### Brief 1
Show every line of the entries that contains the word "shrub", matching case exactly.

┌─ Page excerpt

- Born: 1901 Victor, Idaho, US
- Died: 1993 (aged 92)

Academic background
- Education: B.A., English, Utah Agricultural College M.A., Mormon folk songs, University of Idaho, 1936

Academic work
- Discipline: Mormon folklore
- Institutions: Brigham Young University

= Thomas Cheney (folklorist) =

American Mormon folklorist

Thomas Edward Cheney (1901–1993) was an American folklorist who made contributions to the field of Mormon folklore. As one of the first Mormon folklorists, he collected folk songs in Utah and Idaho and authored books and articles on Utah, Idaho, and Mormon folklore. He served as president of the Folklore Society of Utah from 1963 to 1964. Cheney also compiled songs for the American Folklore Society, which were published in 1968. Along with books on Mormon Folklore, Cheney wrote a book about J. Golden Kimball, which was considered controversial. He was also a professor of English at Brigham Young University (BYU) and taught courses in English Romantic literature, ballads, and Mormon folklore.

==Early life==
Thomas E. Cheney was born in 1901 in Victor, Idaho. After graduating from high school, he attended summer school at Ricks College, now known as Brigham Young University-Idaho. Immediately afterward, he began teaching at an elementary school. He earned his bachelor's degree in English at Utah Agricultural College (now Utah State University). Cheney served a mission for the Church of Jesus Christ of Latter-day Saints (LDS church) in Southern California from 1924 to 1926.

└─
┌─ Provided data

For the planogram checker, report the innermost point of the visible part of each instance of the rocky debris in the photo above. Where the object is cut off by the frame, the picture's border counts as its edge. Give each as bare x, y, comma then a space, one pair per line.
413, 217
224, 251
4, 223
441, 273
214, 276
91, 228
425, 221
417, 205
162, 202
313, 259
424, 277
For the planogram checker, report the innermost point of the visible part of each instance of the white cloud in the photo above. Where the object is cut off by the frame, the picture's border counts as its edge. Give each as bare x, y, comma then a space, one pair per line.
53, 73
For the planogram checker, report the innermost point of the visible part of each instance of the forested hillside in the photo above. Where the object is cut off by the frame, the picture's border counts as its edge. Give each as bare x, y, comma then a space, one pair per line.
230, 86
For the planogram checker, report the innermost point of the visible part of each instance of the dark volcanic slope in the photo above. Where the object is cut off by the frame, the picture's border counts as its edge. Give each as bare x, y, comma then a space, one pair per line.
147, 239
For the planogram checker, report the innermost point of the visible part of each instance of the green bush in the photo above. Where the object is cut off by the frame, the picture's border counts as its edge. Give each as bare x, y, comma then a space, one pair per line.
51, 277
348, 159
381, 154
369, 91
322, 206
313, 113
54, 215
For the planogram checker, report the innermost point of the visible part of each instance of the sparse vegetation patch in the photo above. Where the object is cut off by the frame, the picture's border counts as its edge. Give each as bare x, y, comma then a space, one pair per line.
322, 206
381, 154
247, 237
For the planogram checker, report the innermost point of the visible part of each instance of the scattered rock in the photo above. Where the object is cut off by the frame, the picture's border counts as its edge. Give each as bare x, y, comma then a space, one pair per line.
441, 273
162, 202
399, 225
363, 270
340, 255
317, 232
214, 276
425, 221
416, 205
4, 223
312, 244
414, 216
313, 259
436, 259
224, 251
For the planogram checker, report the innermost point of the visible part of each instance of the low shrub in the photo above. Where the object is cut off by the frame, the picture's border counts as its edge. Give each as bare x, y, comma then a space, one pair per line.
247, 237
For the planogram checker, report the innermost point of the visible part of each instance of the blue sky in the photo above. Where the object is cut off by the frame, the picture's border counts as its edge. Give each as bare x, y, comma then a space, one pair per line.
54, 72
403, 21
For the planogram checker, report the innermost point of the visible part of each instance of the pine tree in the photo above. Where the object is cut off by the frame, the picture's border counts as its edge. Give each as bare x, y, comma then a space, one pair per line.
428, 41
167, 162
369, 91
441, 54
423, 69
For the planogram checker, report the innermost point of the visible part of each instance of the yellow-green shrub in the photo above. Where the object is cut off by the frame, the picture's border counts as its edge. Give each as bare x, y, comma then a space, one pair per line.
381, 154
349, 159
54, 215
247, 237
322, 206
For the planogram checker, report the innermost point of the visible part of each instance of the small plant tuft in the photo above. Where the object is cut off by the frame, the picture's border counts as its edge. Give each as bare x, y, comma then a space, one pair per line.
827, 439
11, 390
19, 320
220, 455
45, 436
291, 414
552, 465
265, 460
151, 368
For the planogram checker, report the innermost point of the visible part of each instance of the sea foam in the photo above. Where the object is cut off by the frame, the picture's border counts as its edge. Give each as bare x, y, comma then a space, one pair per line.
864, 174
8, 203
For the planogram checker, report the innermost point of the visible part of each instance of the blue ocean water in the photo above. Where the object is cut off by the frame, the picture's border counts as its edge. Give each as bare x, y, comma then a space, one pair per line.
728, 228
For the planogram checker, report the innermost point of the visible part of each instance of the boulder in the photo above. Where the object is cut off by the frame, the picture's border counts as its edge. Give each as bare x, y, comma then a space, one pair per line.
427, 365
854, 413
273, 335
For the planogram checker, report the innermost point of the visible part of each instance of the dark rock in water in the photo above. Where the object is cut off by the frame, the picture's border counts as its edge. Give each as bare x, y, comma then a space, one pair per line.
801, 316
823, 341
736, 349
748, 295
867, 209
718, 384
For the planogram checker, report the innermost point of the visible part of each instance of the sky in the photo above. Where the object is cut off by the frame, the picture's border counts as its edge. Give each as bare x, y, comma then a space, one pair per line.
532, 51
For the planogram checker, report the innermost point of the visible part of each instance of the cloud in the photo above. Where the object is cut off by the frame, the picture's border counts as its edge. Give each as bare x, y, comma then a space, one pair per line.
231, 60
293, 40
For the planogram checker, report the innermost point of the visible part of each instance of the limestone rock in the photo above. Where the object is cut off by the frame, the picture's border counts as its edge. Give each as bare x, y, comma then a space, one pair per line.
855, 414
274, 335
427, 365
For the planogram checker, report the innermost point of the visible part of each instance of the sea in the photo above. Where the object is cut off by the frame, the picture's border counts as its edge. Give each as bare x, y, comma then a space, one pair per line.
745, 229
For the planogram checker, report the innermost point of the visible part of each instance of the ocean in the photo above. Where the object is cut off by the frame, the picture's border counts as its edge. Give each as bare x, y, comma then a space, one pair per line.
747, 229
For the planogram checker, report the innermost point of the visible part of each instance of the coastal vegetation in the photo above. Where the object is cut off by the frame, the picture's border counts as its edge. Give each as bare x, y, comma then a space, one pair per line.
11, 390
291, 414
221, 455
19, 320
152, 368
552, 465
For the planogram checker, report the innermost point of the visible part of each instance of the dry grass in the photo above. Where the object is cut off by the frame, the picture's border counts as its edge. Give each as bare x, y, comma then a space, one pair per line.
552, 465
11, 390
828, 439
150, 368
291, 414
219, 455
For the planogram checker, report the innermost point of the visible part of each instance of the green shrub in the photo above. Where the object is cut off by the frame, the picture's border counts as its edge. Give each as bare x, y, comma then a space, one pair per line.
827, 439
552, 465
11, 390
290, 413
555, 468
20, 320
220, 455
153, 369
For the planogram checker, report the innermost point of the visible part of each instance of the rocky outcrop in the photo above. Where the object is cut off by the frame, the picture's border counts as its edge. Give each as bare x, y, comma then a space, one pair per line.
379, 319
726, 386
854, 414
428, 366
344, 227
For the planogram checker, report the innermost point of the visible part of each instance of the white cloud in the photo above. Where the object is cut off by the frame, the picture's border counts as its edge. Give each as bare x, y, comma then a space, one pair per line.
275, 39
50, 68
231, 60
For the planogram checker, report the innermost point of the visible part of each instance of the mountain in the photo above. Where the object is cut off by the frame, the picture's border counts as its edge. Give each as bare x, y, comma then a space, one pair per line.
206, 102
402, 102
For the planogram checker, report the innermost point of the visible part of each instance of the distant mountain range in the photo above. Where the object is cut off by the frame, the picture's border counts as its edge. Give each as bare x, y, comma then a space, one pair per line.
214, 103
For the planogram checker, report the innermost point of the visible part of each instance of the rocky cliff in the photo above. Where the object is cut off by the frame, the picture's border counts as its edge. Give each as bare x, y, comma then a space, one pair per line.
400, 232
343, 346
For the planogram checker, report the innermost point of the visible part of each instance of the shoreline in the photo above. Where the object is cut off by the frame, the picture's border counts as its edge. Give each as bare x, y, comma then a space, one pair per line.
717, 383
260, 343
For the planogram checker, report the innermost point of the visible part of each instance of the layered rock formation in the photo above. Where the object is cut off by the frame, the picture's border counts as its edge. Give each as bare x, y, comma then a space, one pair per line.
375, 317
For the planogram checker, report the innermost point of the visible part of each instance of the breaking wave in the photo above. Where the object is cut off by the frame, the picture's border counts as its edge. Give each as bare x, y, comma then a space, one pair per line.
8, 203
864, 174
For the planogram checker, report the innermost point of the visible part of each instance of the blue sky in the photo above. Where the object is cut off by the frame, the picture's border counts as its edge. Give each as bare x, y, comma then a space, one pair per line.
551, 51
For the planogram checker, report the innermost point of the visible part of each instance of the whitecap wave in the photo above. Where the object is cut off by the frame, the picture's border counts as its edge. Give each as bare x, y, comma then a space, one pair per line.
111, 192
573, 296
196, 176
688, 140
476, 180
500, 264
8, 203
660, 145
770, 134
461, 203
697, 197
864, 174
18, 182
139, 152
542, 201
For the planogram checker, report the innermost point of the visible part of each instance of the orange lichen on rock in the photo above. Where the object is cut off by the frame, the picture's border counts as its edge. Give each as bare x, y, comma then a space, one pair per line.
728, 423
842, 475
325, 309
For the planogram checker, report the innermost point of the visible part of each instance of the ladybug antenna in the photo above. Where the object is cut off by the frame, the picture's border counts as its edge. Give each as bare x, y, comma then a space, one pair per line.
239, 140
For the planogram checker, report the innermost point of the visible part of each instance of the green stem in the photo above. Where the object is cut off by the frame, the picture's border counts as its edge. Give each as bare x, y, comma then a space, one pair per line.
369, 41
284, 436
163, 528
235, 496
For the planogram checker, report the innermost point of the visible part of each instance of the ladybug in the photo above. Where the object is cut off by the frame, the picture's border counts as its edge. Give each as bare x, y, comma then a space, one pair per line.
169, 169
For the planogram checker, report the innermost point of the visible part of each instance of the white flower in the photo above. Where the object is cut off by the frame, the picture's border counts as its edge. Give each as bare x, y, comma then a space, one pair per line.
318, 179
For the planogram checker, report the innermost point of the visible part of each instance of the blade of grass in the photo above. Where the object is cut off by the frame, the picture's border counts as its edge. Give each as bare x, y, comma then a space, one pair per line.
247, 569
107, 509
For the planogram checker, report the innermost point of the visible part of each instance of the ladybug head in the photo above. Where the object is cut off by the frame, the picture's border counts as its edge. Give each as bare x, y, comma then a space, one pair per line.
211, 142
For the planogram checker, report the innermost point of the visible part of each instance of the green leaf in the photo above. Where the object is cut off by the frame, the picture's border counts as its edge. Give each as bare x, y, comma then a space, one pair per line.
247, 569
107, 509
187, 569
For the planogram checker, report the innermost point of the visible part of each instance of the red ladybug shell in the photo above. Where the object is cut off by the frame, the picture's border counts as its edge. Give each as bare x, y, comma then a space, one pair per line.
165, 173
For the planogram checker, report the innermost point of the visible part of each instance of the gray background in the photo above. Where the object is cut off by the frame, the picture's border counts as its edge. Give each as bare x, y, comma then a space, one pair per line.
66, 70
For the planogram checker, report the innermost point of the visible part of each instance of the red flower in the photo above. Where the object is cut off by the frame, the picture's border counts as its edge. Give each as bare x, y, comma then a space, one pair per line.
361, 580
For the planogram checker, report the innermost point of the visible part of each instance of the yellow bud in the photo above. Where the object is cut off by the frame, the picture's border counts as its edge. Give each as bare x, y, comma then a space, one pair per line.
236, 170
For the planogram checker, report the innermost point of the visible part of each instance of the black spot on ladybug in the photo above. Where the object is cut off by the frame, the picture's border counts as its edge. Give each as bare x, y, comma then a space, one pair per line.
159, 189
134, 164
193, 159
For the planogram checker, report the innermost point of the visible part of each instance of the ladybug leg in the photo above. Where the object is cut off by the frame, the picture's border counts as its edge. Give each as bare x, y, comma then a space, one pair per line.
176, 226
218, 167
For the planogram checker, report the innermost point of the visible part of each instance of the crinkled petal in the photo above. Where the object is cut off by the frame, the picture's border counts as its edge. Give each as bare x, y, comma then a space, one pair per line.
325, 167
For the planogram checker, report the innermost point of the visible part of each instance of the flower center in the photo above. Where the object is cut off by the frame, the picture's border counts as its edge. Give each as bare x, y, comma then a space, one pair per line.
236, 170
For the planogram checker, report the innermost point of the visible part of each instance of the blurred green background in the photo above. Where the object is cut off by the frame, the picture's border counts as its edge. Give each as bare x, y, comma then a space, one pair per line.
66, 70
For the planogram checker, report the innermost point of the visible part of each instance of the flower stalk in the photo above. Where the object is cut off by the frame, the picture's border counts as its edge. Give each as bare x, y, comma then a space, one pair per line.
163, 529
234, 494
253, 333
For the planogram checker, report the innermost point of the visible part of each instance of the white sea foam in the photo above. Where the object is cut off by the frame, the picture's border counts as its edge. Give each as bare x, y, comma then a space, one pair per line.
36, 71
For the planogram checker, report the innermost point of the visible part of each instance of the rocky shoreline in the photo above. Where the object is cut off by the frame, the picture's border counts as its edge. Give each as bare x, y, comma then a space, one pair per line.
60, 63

└─

### Brief 2
Write out the passage of the Thomas Cheney article starting at "Academic work" and ending at "ballads, and Mormon folklore.".

### Problem solution 1
For the planogram checker, report the innermost point of the visible part of each instance of the low shrub in the photo above. Where the object is cut off by the frame, the picture's border counts as its edge. Give each as bare x, y, comma then a space, one pair per line.
For the planogram checker, report the innermost point of the visible part of each instance of the yellow-green shrub in the photo above. Where the object is cut off by the frame, the picture's border counts as its edge. Give each as bare x, y, comma then a space, one pair per line.
For the planogram checker, report the innermost point of the visible part of each instance of the green shrub in the photo above. Where the object is cut off by the frame, the picture's border counts as its edge. Give each as bare x, y, comma then a space, one pair per line.

### Problem solution 2
Academic work
- Discipline: Mormon folklore
- Institutions: Brigham Young University

= Thomas Cheney (folklorist) =

American Mormon folklorist

Thomas Edward Cheney (1901–1993) was an American folklorist who made contributions to the field of Mormon folklore. As one of the first Mormon folklorists, he collected folk songs in Utah and Idaho and authored books and articles on Utah, Idaho, and Mormon folklore. He served as president of the Folklore Society of Utah from 1963 to 1964. Cheney also compiled songs for the American Folklore Society, which were published in 1968. Along with books on Mormon Folklore, Cheney wrote a book about J. Golden Kimball, which was considered controversial. He was also a professor of English at Brigham Young University (BYU) and taught courses in English Romantic literature, ballads, and Mormon folklore.